Spatial localization data =>
■ ■ ■ ■ ■ ■ ■
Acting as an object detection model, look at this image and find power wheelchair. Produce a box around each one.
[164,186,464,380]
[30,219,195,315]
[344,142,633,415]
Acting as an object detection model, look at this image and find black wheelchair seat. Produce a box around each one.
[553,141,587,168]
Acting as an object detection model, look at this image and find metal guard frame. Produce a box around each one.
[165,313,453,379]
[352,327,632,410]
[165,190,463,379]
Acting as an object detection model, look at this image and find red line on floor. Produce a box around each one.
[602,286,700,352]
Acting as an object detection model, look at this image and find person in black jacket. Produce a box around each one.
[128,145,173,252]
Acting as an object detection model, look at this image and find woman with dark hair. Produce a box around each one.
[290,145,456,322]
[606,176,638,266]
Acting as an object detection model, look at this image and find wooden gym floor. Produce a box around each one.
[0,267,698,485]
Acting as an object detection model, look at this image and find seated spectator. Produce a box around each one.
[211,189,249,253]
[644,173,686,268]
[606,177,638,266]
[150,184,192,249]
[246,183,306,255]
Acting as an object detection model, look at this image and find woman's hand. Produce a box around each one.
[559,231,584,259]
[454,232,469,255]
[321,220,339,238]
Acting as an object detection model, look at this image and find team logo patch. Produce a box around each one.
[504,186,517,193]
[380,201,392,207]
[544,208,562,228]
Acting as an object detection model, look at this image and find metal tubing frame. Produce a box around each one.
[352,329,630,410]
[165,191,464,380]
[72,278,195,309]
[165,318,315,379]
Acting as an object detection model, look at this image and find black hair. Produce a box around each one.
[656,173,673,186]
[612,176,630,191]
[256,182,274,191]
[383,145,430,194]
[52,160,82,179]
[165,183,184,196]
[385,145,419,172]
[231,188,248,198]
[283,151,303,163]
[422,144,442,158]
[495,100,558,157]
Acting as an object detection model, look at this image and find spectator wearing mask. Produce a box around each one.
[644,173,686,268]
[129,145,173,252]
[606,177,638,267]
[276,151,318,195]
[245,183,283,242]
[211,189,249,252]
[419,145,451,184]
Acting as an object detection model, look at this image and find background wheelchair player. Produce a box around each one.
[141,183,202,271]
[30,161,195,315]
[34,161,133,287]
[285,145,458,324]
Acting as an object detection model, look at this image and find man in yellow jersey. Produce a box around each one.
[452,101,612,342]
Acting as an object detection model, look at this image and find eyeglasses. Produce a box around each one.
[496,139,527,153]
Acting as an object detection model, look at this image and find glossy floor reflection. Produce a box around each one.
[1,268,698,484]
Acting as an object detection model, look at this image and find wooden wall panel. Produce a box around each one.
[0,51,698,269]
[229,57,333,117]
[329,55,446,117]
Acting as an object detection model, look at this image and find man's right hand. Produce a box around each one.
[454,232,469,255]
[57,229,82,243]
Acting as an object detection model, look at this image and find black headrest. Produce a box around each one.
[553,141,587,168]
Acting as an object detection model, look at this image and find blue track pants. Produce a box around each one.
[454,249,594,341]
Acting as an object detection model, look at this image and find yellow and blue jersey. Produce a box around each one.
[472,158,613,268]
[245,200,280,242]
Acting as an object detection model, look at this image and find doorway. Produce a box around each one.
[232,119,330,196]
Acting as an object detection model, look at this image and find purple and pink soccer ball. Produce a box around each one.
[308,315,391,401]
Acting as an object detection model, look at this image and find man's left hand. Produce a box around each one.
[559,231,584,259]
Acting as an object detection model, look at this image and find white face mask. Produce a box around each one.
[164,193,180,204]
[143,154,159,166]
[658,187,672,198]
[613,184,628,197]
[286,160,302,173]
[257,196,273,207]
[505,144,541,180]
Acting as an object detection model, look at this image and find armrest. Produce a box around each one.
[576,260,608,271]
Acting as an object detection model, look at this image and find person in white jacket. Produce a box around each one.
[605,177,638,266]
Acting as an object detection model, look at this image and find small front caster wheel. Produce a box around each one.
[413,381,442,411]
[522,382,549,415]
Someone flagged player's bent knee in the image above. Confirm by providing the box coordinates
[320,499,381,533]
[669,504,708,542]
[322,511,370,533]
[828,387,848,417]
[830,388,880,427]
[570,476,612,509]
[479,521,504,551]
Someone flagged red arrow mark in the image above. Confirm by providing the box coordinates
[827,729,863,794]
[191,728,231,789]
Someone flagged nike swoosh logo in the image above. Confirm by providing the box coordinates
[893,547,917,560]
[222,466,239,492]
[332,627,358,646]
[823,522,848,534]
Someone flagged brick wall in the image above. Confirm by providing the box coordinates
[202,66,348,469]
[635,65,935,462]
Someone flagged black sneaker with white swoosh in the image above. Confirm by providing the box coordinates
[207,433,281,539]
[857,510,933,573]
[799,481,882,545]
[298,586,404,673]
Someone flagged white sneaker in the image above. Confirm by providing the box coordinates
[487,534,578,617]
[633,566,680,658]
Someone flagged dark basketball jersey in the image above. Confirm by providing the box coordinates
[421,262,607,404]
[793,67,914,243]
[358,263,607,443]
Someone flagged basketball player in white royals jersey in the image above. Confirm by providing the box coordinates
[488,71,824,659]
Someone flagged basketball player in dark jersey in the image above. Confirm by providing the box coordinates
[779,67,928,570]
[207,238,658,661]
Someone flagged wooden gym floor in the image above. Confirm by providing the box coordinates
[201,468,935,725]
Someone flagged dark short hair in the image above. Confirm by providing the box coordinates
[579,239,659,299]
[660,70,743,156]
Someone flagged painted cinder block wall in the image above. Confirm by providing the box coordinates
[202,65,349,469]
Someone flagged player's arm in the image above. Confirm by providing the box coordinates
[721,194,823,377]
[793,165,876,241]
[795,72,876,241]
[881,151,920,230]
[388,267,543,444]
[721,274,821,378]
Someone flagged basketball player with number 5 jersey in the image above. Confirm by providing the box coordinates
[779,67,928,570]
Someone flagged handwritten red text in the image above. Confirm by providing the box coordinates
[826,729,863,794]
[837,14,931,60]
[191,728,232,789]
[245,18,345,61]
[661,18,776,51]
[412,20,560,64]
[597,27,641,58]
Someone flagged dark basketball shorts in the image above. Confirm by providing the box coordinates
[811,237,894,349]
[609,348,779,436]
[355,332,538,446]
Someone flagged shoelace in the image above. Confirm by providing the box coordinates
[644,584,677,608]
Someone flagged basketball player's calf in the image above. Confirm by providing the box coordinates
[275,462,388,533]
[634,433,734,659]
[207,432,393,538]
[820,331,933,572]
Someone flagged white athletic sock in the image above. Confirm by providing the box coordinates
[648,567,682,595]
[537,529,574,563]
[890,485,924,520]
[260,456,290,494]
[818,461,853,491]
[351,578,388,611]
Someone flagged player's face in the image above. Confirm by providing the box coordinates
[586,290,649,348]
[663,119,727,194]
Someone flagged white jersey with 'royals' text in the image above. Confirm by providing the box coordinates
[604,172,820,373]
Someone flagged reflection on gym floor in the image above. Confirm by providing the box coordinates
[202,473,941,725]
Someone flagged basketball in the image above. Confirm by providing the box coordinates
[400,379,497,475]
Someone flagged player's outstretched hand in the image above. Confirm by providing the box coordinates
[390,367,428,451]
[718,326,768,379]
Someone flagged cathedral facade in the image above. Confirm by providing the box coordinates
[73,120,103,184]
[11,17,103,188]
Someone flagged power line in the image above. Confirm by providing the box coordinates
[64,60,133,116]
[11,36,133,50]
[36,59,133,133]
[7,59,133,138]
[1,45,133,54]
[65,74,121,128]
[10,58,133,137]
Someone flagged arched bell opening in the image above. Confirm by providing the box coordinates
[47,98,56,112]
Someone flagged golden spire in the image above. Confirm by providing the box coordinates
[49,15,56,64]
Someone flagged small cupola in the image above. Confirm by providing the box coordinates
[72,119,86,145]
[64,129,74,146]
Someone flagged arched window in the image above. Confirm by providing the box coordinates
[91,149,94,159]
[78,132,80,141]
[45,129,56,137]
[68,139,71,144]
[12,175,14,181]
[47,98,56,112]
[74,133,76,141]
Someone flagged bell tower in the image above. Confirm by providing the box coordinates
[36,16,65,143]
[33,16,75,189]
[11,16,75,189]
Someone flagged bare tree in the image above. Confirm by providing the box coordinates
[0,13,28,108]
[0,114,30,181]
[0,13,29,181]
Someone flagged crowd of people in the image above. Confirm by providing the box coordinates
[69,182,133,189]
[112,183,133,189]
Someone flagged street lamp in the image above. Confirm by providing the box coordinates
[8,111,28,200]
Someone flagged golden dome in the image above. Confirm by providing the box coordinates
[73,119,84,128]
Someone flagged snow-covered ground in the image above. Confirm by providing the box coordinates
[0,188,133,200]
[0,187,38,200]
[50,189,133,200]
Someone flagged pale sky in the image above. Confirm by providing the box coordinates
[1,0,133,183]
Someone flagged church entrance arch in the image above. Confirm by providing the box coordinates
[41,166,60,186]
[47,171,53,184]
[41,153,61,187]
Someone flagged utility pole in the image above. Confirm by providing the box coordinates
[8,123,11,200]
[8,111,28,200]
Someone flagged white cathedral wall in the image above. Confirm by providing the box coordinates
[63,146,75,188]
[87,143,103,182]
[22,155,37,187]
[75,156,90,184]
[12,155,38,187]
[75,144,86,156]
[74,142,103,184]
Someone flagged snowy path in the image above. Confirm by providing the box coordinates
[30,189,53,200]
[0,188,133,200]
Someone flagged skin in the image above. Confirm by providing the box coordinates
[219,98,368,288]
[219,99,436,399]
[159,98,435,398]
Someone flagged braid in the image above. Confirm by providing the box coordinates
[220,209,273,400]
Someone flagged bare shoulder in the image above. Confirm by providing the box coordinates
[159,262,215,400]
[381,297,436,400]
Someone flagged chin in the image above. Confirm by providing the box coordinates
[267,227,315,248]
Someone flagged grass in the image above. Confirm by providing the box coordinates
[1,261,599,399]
■ ■ ■ ■ ■ ■ ■
Task goal => What you copy out must be exactly the lines from the line containing "Someone flagged grass" through the end of the records.

Task answer =>
Someone flagged grass in the image above. Confirm by providing the box coordinates
[1,261,599,399]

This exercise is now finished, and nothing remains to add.